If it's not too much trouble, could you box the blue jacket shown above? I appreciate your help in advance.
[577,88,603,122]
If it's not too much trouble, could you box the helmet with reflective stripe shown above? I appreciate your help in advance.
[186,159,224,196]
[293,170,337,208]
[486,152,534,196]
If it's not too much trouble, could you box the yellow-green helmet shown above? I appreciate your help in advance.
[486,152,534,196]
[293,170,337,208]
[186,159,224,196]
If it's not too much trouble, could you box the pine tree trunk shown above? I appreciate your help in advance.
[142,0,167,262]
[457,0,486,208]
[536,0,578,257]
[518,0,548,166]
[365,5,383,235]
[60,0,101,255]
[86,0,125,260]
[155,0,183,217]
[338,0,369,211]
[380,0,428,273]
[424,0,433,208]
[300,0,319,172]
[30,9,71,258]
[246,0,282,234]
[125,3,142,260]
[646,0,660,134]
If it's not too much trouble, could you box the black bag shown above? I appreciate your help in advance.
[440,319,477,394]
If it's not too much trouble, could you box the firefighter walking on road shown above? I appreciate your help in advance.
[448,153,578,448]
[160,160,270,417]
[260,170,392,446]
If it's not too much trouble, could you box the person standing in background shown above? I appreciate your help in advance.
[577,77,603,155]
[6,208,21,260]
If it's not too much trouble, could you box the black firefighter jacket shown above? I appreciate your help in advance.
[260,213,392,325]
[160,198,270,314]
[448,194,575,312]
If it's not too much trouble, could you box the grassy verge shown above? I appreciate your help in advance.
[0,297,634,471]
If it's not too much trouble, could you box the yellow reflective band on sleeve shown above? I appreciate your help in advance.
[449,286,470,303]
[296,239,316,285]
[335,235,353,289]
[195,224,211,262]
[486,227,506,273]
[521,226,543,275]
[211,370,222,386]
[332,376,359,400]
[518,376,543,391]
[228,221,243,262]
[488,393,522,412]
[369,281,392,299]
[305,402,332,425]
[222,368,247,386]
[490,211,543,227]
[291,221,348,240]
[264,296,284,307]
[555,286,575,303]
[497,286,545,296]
|---|
> Your task
Present every line of the records above as a Markdown table, leaving out any blank lines, with a "Row" column numbering the lines and a "Line" column holding the text of each one.

> Output of the task
| Row | Line |
|---|---|
| 1 | If it's not too much trouble, could you box the blue jacket shown above? I appreciate your help in advance. |
| 2 | [577,88,603,122] |
| 3 | If it's not too much trouble, could you box the helmet with reflective stripe shown above? I appreciate your help in advance. |
| 4 | [186,159,224,196] |
| 5 | [293,170,337,208] |
| 6 | [486,152,534,196] |
| 7 | If it's not too much trouble, could you box the yellow-green helmet shown above? I appreciate your help in advance. |
| 8 | [486,152,534,196] |
| 9 | [293,170,337,208] |
| 10 | [186,159,224,196] |
| 11 | If it's not too much trouble, could you box the pine tree trunk shown above? I appreciate your help in advance. |
| 12 | [142,0,167,262] |
| 13 | [457,0,486,208] |
| 14 | [536,0,578,257] |
| 15 | [518,0,548,166] |
| 16 | [365,5,383,235] |
| 17 | [60,0,101,255] |
| 18 | [86,0,125,260] |
| 19 | [155,0,183,217] |
| 20 | [338,0,369,211] |
| 21 | [380,0,428,273] |
| 22 | [424,0,433,208] |
| 23 | [300,0,319,172] |
| 24 | [30,9,71,258] |
| 25 | [246,0,282,234] |
| 26 | [125,3,142,260] |
| 27 | [646,0,660,134] |
| 28 | If it's not too much trouble, could you box the black bag shown above? I appreciate your help in advance. |
| 29 | [440,319,477,394] |
| 30 | If it's not too much trouble, could you box the firefighter walking on road shown above? I appreciate your help in advance. |
| 31 | [448,153,578,448] |
| 32 | [160,160,270,417] |
| 33 | [260,170,392,446] |
| 34 | If it's not too much trouble, could you box the person standing in background shown above? I appreciate your help in advance. |
| 35 | [577,77,603,155] |
| 36 | [6,208,21,260] |
| 37 | If it's not too much trouble, could you box the black firefighter jacket shown above? I appreciate your help in advance. |
| 38 | [260,213,392,325] |
| 39 | [160,198,270,314] |
| 40 | [448,194,575,312] |
| 41 | If it's not too much trouble, could you box the grassy verge shown above? I appreciate your help in advance. |
| 42 | [0,297,634,471] |
| 43 | If it's not too much trouble, could you box the yellow reflective band on sleeve shown above? I appreciate your help in advance. |
| 44 | [449,286,470,303] |
| 45 | [296,239,316,285] |
| 46 | [335,235,353,289] |
| 47 | [195,224,211,262] |
| 48 | [486,227,506,273] |
| 49 | [521,226,543,275] |
| 50 | [211,370,222,386] |
| 51 | [332,376,359,400] |
| 52 | [518,376,543,391] |
| 53 | [228,221,243,262] |
| 54 | [488,393,522,412] |
| 55 | [369,281,392,299] |
| 56 | [305,402,332,425] |
| 57 | [222,368,247,386] |
| 58 | [490,211,543,227] |
| 59 | [291,221,348,240] |
| 60 | [264,296,284,307] |
| 61 | [555,286,575,303] |
| 62 | [497,286,545,296] |